Records shown -
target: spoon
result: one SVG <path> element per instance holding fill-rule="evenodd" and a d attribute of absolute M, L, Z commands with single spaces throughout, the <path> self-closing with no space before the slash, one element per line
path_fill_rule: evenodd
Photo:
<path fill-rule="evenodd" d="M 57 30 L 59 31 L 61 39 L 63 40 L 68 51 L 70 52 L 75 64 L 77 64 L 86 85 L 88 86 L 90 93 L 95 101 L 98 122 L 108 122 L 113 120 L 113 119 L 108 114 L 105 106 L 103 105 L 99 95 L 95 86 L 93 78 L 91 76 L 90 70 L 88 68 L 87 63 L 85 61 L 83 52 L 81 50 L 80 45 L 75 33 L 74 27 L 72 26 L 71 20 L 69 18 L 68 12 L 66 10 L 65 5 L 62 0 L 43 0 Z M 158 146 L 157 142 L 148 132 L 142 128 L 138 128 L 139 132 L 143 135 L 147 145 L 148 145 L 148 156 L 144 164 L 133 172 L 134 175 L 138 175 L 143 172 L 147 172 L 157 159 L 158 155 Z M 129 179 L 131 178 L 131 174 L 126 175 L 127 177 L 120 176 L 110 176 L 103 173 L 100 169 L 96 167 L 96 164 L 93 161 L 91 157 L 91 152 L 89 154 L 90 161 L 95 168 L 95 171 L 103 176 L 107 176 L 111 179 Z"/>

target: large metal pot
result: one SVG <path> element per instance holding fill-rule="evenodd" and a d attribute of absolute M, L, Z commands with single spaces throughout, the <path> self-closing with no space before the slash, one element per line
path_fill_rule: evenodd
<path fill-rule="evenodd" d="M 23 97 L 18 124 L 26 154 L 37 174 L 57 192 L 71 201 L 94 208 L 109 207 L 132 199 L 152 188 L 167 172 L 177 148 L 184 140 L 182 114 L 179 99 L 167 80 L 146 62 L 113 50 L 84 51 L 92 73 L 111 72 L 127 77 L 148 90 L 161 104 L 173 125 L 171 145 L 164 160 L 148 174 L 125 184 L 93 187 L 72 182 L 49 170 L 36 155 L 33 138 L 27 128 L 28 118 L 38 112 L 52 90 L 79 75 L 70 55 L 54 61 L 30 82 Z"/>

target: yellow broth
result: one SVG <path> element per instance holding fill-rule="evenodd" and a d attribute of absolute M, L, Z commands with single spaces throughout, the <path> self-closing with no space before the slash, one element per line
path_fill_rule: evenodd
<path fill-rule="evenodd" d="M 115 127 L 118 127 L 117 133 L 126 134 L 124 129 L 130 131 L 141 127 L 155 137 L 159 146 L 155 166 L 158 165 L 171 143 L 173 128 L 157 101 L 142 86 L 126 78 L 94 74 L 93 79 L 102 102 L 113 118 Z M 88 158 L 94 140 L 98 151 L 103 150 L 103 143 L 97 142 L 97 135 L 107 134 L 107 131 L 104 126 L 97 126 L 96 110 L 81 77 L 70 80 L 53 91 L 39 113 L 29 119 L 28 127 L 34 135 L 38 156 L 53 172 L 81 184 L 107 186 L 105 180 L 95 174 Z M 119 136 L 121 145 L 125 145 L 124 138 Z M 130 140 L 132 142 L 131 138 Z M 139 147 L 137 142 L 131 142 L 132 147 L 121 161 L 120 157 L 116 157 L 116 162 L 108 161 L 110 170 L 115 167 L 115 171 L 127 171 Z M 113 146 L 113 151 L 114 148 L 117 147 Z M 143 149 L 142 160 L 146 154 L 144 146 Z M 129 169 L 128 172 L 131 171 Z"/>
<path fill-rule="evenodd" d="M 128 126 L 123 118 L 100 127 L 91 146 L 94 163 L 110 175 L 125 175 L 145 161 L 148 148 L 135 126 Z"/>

Goal of the exercise -
Starting with the line that contains "target: yellow broth" and going on through the line that contains "115 127 L 118", write out that material again in full, shifting every outline coordinate by -14 and leaving every other line unchanged.

Full solution -
target: yellow broth
result: one SVG <path> element per instance holding fill-rule="evenodd" and a d attribute of absolute M, L, Z commands with single spaces throughout, the <path> self-closing with no space before the slash, one element per line
path_fill_rule: evenodd
<path fill-rule="evenodd" d="M 101 113 L 104 113 L 103 119 L 112 120 L 110 115 L 116 117 L 127 113 L 141 123 L 145 132 L 141 152 L 144 151 L 157 129 L 159 114 L 143 87 L 128 72 L 112 64 L 80 60 L 79 65 L 88 88 L 99 104 Z M 74 144 L 80 126 L 84 137 L 89 136 L 89 129 L 83 128 L 83 121 L 93 120 L 93 117 L 90 112 L 83 112 L 82 96 L 67 63 L 56 66 L 39 77 L 25 99 L 15 105 L 14 113 L 20 121 L 24 142 L 39 158 L 67 170 L 93 172 L 91 166 L 81 160 Z M 105 122 L 107 131 L 111 131 L 110 124 Z M 116 126 L 118 128 L 117 124 Z M 125 133 L 123 128 L 117 128 L 118 133 L 107 147 L 106 143 L 102 143 L 102 148 L 94 147 L 96 156 L 101 153 L 101 157 L 113 157 Z M 99 132 L 99 137 L 100 134 L 103 133 Z M 129 135 L 128 146 L 132 140 L 130 132 Z M 115 155 L 114 158 L 117 157 Z"/>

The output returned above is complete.